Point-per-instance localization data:
*** Begin section ***

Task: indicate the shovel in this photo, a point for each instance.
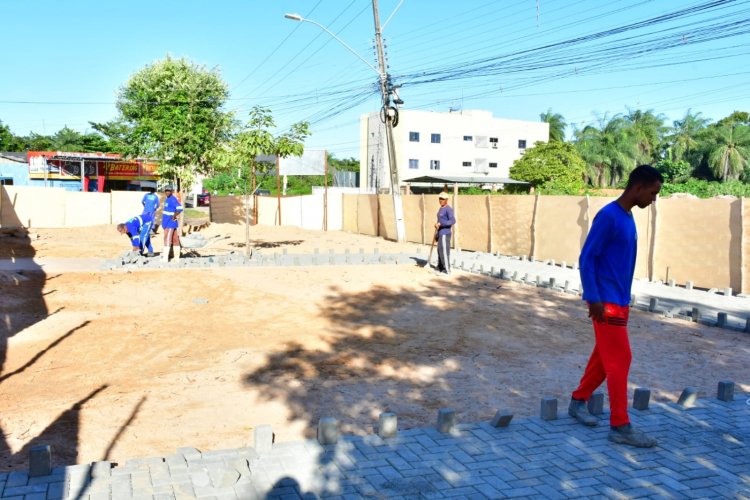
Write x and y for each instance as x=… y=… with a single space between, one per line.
x=432 y=247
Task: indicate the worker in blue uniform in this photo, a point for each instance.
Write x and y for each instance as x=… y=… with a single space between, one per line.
x=170 y=222
x=138 y=229
x=150 y=204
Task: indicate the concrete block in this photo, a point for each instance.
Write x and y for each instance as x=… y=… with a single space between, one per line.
x=640 y=398
x=688 y=397
x=725 y=391
x=328 y=430
x=101 y=469
x=721 y=319
x=387 y=425
x=501 y=419
x=549 y=408
x=446 y=419
x=40 y=461
x=263 y=439
x=596 y=403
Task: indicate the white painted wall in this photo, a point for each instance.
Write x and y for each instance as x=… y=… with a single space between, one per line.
x=452 y=151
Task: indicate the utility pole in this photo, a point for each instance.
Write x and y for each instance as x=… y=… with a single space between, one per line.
x=388 y=114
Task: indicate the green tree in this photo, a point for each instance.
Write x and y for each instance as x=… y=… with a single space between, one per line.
x=557 y=125
x=609 y=150
x=343 y=164
x=673 y=171
x=553 y=167
x=171 y=111
x=255 y=139
x=647 y=130
x=67 y=139
x=8 y=141
x=728 y=150
x=683 y=141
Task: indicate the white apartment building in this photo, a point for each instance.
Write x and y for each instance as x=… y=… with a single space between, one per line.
x=468 y=146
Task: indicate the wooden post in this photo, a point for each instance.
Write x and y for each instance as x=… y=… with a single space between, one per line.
x=325 y=193
x=489 y=222
x=278 y=189
x=533 y=227
x=455 y=212
x=424 y=212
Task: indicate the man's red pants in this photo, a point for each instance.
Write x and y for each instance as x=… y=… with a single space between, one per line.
x=609 y=360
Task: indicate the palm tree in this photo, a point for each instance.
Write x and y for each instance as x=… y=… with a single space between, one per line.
x=728 y=150
x=557 y=125
x=610 y=150
x=648 y=130
x=684 y=139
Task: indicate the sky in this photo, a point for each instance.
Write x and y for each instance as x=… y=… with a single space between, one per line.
x=64 y=62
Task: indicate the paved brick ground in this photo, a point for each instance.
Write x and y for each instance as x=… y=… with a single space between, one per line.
x=703 y=452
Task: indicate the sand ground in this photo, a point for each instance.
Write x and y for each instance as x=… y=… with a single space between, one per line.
x=112 y=365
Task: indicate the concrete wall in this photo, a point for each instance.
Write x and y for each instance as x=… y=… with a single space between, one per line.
x=91 y=209
x=703 y=241
x=32 y=207
x=699 y=238
x=40 y=207
x=229 y=209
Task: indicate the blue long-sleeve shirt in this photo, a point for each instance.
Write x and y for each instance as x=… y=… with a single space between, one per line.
x=150 y=203
x=446 y=219
x=607 y=261
x=172 y=208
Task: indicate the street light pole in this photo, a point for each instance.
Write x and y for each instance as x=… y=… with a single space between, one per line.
x=388 y=111
x=388 y=114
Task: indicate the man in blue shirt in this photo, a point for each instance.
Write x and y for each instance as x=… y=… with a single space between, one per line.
x=607 y=265
x=443 y=227
x=138 y=229
x=150 y=204
x=170 y=222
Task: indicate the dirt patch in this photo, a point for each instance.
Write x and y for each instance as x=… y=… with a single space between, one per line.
x=116 y=365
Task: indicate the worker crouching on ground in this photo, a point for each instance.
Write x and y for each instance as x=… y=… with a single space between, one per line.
x=170 y=223
x=138 y=229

*** End section ***

[TASK BRIEF] Give back the records above exactly. Pictures stay out.

[PROBLEM SOLUTION]
Task: indicate the shovel in this photo, a point for each instance.
Write x and y for each instance as x=… y=… with a single space between, one per line.
x=432 y=247
Task: indicate the worker in blue uniform in this photo, a point for each instance.
Write x and y for each instance as x=… y=… with a single space between, one per line.
x=170 y=222
x=138 y=229
x=150 y=204
Task: indicate the concrete block in this photo, a point for each instance.
Write x and y for each instance as x=… y=… with a single space between, one per line.
x=640 y=398
x=688 y=397
x=725 y=391
x=328 y=430
x=101 y=469
x=721 y=319
x=387 y=425
x=501 y=419
x=549 y=408
x=446 y=419
x=40 y=461
x=263 y=439
x=596 y=403
Task: indicate the white painted wall in this photo, a point for each instance.
Write x and y for each instance as x=… y=… with a single space between, one per line.
x=452 y=151
Task: indicate the utility pole in this photo, a point for each instance.
Write x and y for each instance as x=… y=… with a single space between, one per line.
x=388 y=114
Task: indicate the green tree in this photo, a point for each instance.
Write x and y for each instance as x=… y=… with a single space between, one per line.
x=557 y=125
x=609 y=150
x=343 y=164
x=673 y=171
x=553 y=167
x=171 y=111
x=255 y=139
x=647 y=130
x=67 y=139
x=8 y=141
x=728 y=150
x=683 y=141
Task: indicate the white apartment building in this photo, a point for each instance.
Write x and y for each instance as x=… y=… with a single space between, one per line.
x=468 y=146
Task: indicate the wooden post in this photo, a point for each instance.
Write x and y for each instance as x=… y=… with a single space between, one per line.
x=325 y=193
x=489 y=222
x=278 y=189
x=533 y=227
x=455 y=212
x=424 y=212
Task: indicate the man's red pants in this photo, a point for each instance.
Write x and y for each instance as x=… y=… with a single space between, one per line.
x=609 y=360
Task: indicate the palm tree in this photo, a point for each instance.
Write x and y for each instance as x=… y=… with a single space between, one per line.
x=728 y=150
x=557 y=125
x=610 y=150
x=648 y=130
x=684 y=139
Task: indicate the sky in this photo, a point for each instance.
Write x and y for each instance as x=… y=… with a single space between, one per line.
x=64 y=62
Task: indicate the paved brick ground in this photo, a point for each instance.
Write x and y for each instance as x=… y=… with a single space between, one per line.
x=703 y=452
Task: indicate the sand ground in this photo, a point for each instance.
Write x and y for each instance as x=… y=… with a single space between, one per line.
x=112 y=365
Task: indicate the concrete wall in this photo, a point for each instance.
Write x and y for each instance as x=… y=… with a single space between, one per line.
x=91 y=209
x=703 y=241
x=32 y=207
x=699 y=238
x=40 y=207
x=229 y=209
Task: indicate the blue long-sleeve shirt in this photo, a point for each instance.
Write x and y for each instance as x=… y=… with a single space between, one per line.
x=150 y=203
x=446 y=219
x=607 y=261
x=172 y=208
Task: indicate the street light pole in this photo, a point for each instance.
Write x and y for each instance as x=… y=… with a single space between, one per line.
x=388 y=111
x=388 y=114
Task: indicate the man in blue shirt in this photo, a point for each instance.
Write x and y for each instance as x=… y=… with a single space between, one per line.
x=607 y=265
x=443 y=227
x=138 y=229
x=150 y=204
x=170 y=222
Task: indicate the dirt patch in this photo, a point for each instance.
Write x and y for each instance as x=… y=… with a single space between, one per line.
x=116 y=365
Task: indicate the worker crouching on ground in this photo, a point for each instance.
Write x and y for each instance as x=… y=… with a single space between, one per line.
x=170 y=223
x=138 y=229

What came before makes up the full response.